Task A: Transcribe the part of the thread on parsing binary MS Office files starting with "Thu Jun 16 07:47:06" and going on through "time: 5.7 seconds)".
Task B: Carry the discussion of binary MS Office file parsing forward from its last line.

Double^W Quadruple speed parsing of binary MS Office files

Thu Jun 16 07:47:06 BST 2011

On Thursday 16 June 2011 Jun, Sebastian Sauer wrote:
> On Tuesday 14 June 2011 09:19:20 Jos van den Oever wrote:
> > On Monday, June 13, 2011 19:02:09 PM Jos van den Oever wrote:
> > > When run on a set of 600 ppt files from a.o. kofficetests, this is the
> > > output from valgrind:
> > > simpletest: (normal run time: 5.7 seconds)
> > > ==28930==   total heap usage: 2,457,961 allocs, 2,457,954 frees,
> > > 218,241,950 bytes allocated
> > > apitest: (normal run time: 2.9 seconds)
> > > ==28852==   total heap usage: 254,832 allocs, 254,825 frees, 52,421,077
> > > bytes allocated
> > 
> > The speed for apitest is now down to 1.3 seconds, making the speedup 4.3x.
> > The other numbers stay the same.
> 
> Impressive. Thanks for sharing.
> 
> > The current parser that Calligra uses, uses QSharedPointer, QList, QVector
> > and QByteArray. api.h does not use any of these.

Given entries:

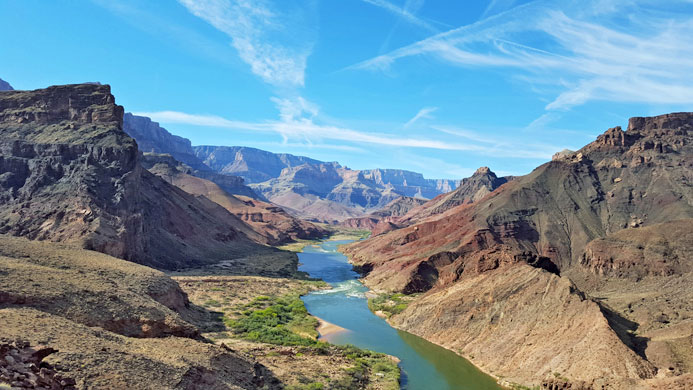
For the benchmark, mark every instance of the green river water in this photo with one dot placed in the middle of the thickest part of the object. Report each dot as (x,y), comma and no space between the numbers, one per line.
(425,366)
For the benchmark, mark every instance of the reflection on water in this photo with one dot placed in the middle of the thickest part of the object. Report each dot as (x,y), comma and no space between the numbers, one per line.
(425,366)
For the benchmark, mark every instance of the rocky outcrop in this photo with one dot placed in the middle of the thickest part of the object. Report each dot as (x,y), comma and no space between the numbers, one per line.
(96,358)
(88,320)
(471,189)
(92,289)
(382,220)
(69,173)
(5,86)
(317,190)
(22,367)
(265,222)
(548,222)
(525,324)
(152,138)
(254,165)
(661,249)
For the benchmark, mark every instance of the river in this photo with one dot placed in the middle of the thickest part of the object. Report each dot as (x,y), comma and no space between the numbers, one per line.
(424,365)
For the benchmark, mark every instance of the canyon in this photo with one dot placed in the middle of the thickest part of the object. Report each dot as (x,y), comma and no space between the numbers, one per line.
(316,190)
(573,269)
(576,275)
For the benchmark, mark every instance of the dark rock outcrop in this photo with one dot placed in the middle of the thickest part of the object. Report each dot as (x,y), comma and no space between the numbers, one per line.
(68,172)
(266,223)
(564,220)
(5,86)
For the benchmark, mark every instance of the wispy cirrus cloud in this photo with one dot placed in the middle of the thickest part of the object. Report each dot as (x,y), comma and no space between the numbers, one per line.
(407,13)
(423,113)
(300,127)
(617,50)
(267,36)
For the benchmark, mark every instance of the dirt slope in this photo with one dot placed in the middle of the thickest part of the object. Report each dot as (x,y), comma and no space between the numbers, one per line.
(69,173)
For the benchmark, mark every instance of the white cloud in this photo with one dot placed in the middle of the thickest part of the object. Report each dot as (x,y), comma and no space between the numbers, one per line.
(423,113)
(407,12)
(304,129)
(589,50)
(271,42)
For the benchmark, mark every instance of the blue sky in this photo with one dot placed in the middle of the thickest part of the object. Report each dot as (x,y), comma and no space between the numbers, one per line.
(438,87)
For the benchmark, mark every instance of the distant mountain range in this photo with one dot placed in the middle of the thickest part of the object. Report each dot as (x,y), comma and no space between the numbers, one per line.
(324,191)
(5,86)
(305,187)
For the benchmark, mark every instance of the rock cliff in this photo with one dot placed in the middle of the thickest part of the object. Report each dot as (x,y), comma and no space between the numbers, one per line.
(384,219)
(5,86)
(563,220)
(318,190)
(152,138)
(73,318)
(69,173)
(266,223)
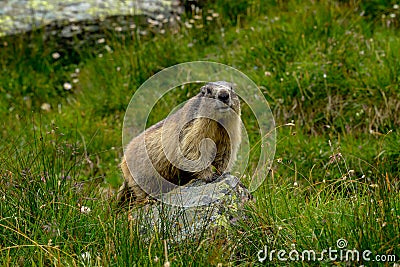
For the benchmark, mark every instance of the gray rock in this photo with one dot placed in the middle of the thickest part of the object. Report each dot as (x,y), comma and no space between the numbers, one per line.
(199,207)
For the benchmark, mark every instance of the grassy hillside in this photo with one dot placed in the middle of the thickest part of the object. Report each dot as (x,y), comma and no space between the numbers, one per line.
(330,68)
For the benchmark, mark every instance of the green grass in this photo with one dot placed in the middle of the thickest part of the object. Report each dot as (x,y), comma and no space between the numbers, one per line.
(333,73)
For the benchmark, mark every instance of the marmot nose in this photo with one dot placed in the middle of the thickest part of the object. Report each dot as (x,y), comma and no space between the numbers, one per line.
(224,96)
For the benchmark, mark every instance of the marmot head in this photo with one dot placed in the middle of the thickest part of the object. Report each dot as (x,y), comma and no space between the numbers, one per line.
(224,93)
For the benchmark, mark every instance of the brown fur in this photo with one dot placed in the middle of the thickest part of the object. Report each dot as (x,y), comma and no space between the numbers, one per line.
(164,140)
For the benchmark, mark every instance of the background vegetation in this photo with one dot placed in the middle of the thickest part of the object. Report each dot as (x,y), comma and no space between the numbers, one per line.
(330,67)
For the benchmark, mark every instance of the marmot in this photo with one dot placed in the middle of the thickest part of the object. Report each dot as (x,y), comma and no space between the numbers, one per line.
(177,148)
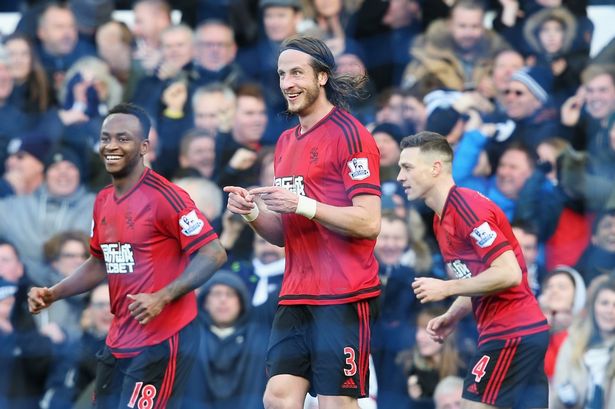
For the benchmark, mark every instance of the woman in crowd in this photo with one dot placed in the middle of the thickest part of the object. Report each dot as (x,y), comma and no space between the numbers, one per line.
(585,370)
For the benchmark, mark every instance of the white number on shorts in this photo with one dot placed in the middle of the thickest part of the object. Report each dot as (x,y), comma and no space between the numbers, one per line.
(147,393)
(350,360)
(479,368)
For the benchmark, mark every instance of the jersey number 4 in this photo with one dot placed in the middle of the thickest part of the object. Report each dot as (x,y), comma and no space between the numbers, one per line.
(479,369)
(142,396)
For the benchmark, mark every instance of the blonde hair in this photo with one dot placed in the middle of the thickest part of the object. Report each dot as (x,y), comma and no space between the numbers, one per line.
(584,331)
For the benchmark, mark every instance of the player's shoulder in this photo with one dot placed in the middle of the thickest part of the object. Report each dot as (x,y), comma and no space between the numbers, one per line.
(351,133)
(164,191)
(469,207)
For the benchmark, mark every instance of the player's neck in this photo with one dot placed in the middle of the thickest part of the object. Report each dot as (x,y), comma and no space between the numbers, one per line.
(313,114)
(123,184)
(438,195)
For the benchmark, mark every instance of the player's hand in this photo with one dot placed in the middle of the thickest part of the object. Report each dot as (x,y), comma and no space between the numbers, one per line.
(440,327)
(429,289)
(277,199)
(145,307)
(240,201)
(39,299)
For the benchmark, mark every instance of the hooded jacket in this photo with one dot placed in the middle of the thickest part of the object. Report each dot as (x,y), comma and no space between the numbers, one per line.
(229,372)
(435,64)
(29,221)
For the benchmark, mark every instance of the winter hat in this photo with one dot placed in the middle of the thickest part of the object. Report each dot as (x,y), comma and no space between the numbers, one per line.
(390,129)
(7,289)
(580,292)
(538,79)
(90,14)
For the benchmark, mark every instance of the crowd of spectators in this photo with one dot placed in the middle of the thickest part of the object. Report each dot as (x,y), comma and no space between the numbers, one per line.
(511,84)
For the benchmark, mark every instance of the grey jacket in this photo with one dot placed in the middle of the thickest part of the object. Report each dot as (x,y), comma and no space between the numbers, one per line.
(28,221)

Exercise output A:
Thu Jun 16 07:47:06 BST 2011

On Thursday 16 June 2011 Jun, Sebastian Sauer wrote:
> On Tuesday 14 June 2011 09:19:20 Jos van den Oever wrote:
> > On Monday, June 13, 2011 19:02:09 PM Jos van den Oever wrote:
> > > When run on a set of 600 ppt files from a.o. kofficetests, this is the
> > > output from valgrind:
> > > simpletest: (normal run time: 5.7 seconds)

Exercise output B:
> 
> In the MSWord-filter we do;
> 
> QBuffer buffer;
> QByteArray array;
> array.resize(stream.size());
> unsigned long r = stream.read((unsigned char*)array.data(), stream.size());
> buffer.setData(array);
> LEInputStream wdstm(&buff1);
> 
> where the stream.read takes according to massif >70% of the mem during the 
> doc=>odt conversation. Your note above made me think if we cannot save that 
> allocation and operate direct on the stream...

Well, I'm working on that filter and Jos' patch right now, and I also noticed this. It's worse, though, because this is not the only place where we open the WordDocument part of a document; this is only done for some pictures in the graphicshandler. The real parsing of the document is done by opening the document a second time in wv2...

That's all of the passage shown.